Object location annotation data
══════════════════════════════

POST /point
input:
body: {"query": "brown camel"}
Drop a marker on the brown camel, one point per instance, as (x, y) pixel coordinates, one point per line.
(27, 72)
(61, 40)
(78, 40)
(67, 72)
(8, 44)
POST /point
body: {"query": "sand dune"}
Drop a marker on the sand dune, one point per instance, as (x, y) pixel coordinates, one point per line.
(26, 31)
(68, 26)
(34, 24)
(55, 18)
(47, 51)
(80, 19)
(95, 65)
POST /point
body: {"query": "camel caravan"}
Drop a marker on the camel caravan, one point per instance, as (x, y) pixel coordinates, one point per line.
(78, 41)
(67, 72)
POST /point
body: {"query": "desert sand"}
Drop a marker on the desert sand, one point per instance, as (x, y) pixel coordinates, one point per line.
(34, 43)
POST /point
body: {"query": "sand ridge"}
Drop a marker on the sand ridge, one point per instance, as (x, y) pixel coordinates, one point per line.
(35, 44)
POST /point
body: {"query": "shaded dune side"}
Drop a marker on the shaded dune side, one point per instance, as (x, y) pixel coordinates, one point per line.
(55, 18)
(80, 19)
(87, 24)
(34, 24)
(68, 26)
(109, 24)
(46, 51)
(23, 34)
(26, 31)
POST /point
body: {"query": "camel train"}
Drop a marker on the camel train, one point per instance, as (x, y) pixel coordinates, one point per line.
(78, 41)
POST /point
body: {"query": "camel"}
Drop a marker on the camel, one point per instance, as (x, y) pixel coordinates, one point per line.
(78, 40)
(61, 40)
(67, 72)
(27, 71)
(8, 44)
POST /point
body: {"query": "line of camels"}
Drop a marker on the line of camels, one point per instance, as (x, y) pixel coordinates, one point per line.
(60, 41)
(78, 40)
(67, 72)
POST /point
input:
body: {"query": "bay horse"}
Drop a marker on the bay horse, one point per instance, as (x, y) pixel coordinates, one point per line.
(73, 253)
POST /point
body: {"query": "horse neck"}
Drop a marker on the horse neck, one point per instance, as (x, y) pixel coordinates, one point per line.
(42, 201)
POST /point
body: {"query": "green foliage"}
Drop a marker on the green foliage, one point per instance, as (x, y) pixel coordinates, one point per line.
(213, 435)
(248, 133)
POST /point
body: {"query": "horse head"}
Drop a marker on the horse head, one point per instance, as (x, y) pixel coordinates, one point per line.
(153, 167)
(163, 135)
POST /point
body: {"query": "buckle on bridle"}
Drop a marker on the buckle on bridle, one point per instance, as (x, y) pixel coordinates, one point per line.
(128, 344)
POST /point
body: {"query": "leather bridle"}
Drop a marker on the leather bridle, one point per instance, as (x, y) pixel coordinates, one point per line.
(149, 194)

══════════════════════════════

Extract the complete set of records unchanged.

POST /point
input:
body: {"query": "brown camel"}
Drop a marker on the brown camel, one point per instance, as (x, y) pixel coordinates, one point per line.
(27, 72)
(61, 40)
(78, 40)
(67, 72)
(8, 44)
POST /point
body: {"query": "sand dune"}
Drop a marker on the sand dune, one point per instance, as (x, y) pixel coordinates, one point per line.
(26, 31)
(68, 26)
(34, 24)
(55, 18)
(47, 51)
(80, 19)
(95, 65)
POST /point
body: {"query": "camel caravan"}
Drop a marker on the camel caravan, one point per instance, as (x, y) pixel coordinates, one point per line.
(78, 41)
(67, 72)
POST /point
body: {"query": "desert sand"}
Drop a marker on the desert sand, one point per instance, as (x, y) pixel coordinates, one point per line.
(34, 43)
POST /point
body: {"query": "sand ridge"}
Drop a marker on the sand ridge, one point per instance, as (x, y) pixel coordinates, one point per line.
(35, 44)
POST /point
body: {"query": "shaded dune side"}
Drop a marker on the shaded dune side, one point per instance, as (x, y) pixel coordinates, one point per line.
(55, 18)
(80, 19)
(87, 24)
(34, 24)
(68, 26)
(109, 24)
(46, 51)
(23, 34)
(26, 31)
POST /point
body: {"query": "camel train"}
Drop a marker on the camel train, one point per instance, as (x, y) pixel coordinates, one point per line.
(78, 41)
POST /point
body: {"query": "camel"}
Drop a marker on the camel, one point per instance, as (x, y) pixel coordinates, one point per line.
(78, 40)
(61, 40)
(67, 72)
(27, 71)
(8, 44)
POST /point
body: {"query": "line of camels"}
Drop a marker on the line of camels, one point per instance, as (x, y) pixel coordinates, one point per line.
(60, 41)
(78, 40)
(67, 72)
POST /point
input:
body: {"query": "bay horse"}
Drop a marker on the bay horse, one point per instance, as (x, y) pixel coordinates, one point per line.
(73, 253)
POST /point
body: {"query": "horse neck"}
Drop a marker on the horse neck, one point per instance, as (x, y) pixel coordinates, one point per line.
(42, 201)
POST /point
body: {"query": "green foliage"}
Drop a marker on the green foliage, one point per instance, as (x, y) pixel coordinates, one point per line.
(213, 435)
(248, 133)
POST /point
body: {"query": "horse head"}
Drop a marker on the horse head, one point per instance, as (x, y) pixel coordinates, one point per line.
(153, 167)
(163, 135)
POST /point
body: {"query": "buckle on bridle"}
Drop a marker on the buckle on bridle, one point per instance, as (x, y) pixel coordinates, one point per line.
(128, 344)
POST /point
body: {"query": "leather bridle"}
Drop a marker on the leather bridle, one point per instance, as (x, y) pixel coordinates, one point per line.
(149, 194)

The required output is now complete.